* [Information given]
+ + +

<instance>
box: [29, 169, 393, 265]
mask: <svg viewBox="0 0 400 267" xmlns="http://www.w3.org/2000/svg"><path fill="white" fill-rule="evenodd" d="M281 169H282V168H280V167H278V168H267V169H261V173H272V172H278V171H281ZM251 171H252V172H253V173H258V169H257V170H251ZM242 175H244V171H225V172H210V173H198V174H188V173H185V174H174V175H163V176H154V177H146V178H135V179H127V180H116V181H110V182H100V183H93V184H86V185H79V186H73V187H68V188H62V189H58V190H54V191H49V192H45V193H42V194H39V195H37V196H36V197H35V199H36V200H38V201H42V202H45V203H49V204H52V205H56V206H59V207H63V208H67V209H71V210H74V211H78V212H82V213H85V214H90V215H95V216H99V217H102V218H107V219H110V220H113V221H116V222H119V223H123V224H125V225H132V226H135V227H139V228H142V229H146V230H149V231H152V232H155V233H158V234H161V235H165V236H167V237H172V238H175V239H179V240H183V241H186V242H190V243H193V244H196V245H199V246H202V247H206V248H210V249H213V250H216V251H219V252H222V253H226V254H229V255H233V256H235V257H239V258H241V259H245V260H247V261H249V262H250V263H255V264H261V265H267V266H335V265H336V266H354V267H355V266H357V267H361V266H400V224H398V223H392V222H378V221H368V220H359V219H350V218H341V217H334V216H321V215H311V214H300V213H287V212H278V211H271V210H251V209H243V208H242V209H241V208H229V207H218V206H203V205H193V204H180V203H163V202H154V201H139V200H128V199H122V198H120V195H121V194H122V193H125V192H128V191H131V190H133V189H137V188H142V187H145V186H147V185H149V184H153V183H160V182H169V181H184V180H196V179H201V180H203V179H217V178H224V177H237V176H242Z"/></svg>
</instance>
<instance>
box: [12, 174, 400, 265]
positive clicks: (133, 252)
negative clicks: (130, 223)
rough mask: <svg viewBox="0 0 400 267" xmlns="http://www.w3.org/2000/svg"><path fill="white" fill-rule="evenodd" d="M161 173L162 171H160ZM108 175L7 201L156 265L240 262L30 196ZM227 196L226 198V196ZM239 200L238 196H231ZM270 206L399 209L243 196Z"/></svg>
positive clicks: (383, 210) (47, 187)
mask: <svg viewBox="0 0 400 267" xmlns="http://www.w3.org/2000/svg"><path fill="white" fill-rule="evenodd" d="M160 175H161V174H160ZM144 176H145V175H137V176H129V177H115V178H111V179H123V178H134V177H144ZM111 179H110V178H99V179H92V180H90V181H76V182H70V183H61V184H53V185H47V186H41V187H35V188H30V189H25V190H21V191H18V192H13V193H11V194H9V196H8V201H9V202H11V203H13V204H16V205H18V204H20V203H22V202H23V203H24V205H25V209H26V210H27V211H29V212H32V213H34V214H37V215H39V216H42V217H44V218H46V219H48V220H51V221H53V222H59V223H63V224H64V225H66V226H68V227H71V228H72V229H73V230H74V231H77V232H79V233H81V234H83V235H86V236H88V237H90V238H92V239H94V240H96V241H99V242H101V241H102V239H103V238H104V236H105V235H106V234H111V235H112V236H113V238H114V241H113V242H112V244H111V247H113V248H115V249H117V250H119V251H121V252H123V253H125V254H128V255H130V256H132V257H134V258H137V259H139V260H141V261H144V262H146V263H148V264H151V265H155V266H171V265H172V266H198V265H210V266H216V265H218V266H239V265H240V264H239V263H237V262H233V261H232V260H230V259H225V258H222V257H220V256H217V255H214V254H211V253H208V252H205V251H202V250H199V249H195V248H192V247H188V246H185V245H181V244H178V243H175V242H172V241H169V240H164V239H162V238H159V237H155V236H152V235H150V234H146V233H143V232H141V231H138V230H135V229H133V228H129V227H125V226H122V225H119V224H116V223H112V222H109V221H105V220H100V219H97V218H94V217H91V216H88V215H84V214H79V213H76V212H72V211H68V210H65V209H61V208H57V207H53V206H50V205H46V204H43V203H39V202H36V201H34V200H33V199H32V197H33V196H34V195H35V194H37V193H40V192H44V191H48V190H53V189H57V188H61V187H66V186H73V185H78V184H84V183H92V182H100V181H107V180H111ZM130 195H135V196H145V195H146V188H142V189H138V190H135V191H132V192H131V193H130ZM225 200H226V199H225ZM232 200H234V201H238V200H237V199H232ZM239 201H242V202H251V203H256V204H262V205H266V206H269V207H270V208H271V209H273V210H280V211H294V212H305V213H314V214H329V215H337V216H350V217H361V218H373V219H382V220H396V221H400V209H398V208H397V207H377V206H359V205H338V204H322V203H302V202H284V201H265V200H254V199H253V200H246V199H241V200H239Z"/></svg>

+ + +

* [Work order] Without any change, reproduce the listing above in full.

* [Exercise response]
<instance>
box: [29, 169, 393, 265]
mask: <svg viewBox="0 0 400 267" xmlns="http://www.w3.org/2000/svg"><path fill="white" fill-rule="evenodd" d="M281 169H282V168H280V167H278V168H267V169H261V173H272V172H278V171H281ZM251 171H252V172H253V173H258V169H257V170H251ZM242 175H244V171H225V172H210V173H198V174H188V173H185V174H174V175H163V176H154V177H146V178H135V179H127V180H116V181H110V182H100V183H93V184H86V185H79V186H73V187H68V188H62V189H58V190H54V191H49V192H45V193H42V194H39V195H37V196H36V197H35V199H36V200H38V201H42V202H45V203H49V204H52V205H56V206H59V207H63V208H67V209H71V210H74V211H78V212H82V213H85V214H90V215H95V216H99V217H102V218H107V219H110V220H113V221H116V222H119V223H123V224H125V225H132V226H135V227H139V228H142V229H146V230H149V231H152V232H155V233H158V234H161V235H165V236H167V237H172V238H175V239H179V240H183V241H186V242H190V243H193V244H196V245H199V246H202V247H206V248H210V249H213V250H216V251H219V252H222V253H226V254H229V255H233V256H235V257H239V258H241V259H245V260H247V261H249V262H250V263H255V264H261V265H267V266H335V265H336V266H354V267H355V266H357V267H361V266H400V224H398V223H392V222H378V221H368V220H359V219H350V218H341V217H334V216H321V215H311V214H300V213H287V212H278V211H271V210H251V209H243V208H242V209H241V208H229V207H218V206H203V205H193V204H180V203H163V202H154V201H139V200H128V199H122V198H120V195H121V194H122V193H125V192H128V191H131V190H133V189H137V188H142V187H145V186H147V185H149V184H153V183H160V182H169V181H184V180H196V179H201V180H203V179H217V178H224V177H237V176H242Z"/></svg>
</instance>
<instance>
box: [12, 174, 400, 265]
positive clicks: (133, 252)
negative clicks: (130, 223)
rough mask: <svg viewBox="0 0 400 267" xmlns="http://www.w3.org/2000/svg"><path fill="white" fill-rule="evenodd" d="M161 173L162 171H160ZM108 175L7 201L156 265L240 262L30 196ZM227 196L226 198V196ZM239 200L238 196H231ZM270 206L399 209L243 196Z"/></svg>
positive clicks: (383, 210) (47, 187)
mask: <svg viewBox="0 0 400 267" xmlns="http://www.w3.org/2000/svg"><path fill="white" fill-rule="evenodd" d="M160 175H161V174H160ZM144 176H145V175H137V176H129V177H115V178H111V179H123V178H134V177H144ZM111 179H110V178H99V179H92V180H90V181H76V182H70V183H61V184H53V185H47V186H41V187H35V188H30V189H25V190H21V191H18V192H13V193H11V194H9V196H8V201H9V202H11V203H13V204H16V205H18V204H20V203H22V202H23V203H24V205H25V209H26V210H27V211H29V212H32V213H34V214H37V215H39V216H42V217H44V218H46V219H48V220H51V221H53V222H59V223H63V224H64V225H66V226H68V227H71V228H72V229H73V230H74V231H77V232H79V233H81V234H83V235H86V236H88V237H90V238H92V239H94V240H96V241H99V242H101V241H102V239H103V238H104V236H105V235H106V234H111V235H112V236H113V238H114V241H113V242H112V244H111V247H113V248H115V249H117V250H119V251H121V252H123V253H125V254H128V255H130V256H132V257H134V258H137V259H139V260H141V261H144V262H146V263H148V264H151V265H155V266H171V265H172V266H198V265H210V266H216V265H218V266H239V265H240V264H239V263H237V262H233V261H232V260H230V259H225V258H222V257H220V256H217V255H214V254H211V253H208V252H205V251H202V250H199V249H195V248H192V247H188V246H185V245H181V244H178V243H175V242H172V241H169V240H164V239H162V238H159V237H155V236H152V235H150V234H146V233H143V232H141V231H138V230H135V229H133V228H129V227H125V226H122V225H119V224H116V223H112V222H109V221H105V220H100V219H97V218H94V217H91V216H88V215H84V214H79V213H76V212H72V211H68V210H65V209H61V208H57V207H53V206H50V205H46V204H43V203H39V202H36V201H34V200H33V199H32V197H33V196H34V195H35V194H37V193H40V192H44V191H48V190H53V189H57V188H61V187H66V186H73V185H78V184H84V183H92V182H100V181H107V180H111ZM130 195H135V196H145V195H146V188H142V189H138V190H135V191H132V192H131V193H130ZM225 200H226V199H225ZM232 200H234V201H238V200H237V199H232ZM239 201H242V202H251V203H256V204H262V205H266V206H269V207H270V208H271V209H273V210H280V211H294V212H305V213H314V214H329V215H337V216H350V217H361V218H373V219H382V220H396V221H400V209H398V208H397V207H377V206H359V205H338V204H322V203H302V202H284V201H265V200H254V199H253V200H246V199H241V200H239Z"/></svg>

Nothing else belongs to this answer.